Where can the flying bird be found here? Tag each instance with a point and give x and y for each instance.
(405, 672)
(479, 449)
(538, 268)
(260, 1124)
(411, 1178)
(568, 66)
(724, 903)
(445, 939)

..........

» Task to complete: The answer must be an exact copy of every record above.

» Response to this exercise:
Where can the flying bird be found here? Tag each instance with a point and give x and y for each instance.
(405, 672)
(479, 449)
(538, 268)
(260, 1124)
(411, 1178)
(568, 66)
(724, 903)
(445, 939)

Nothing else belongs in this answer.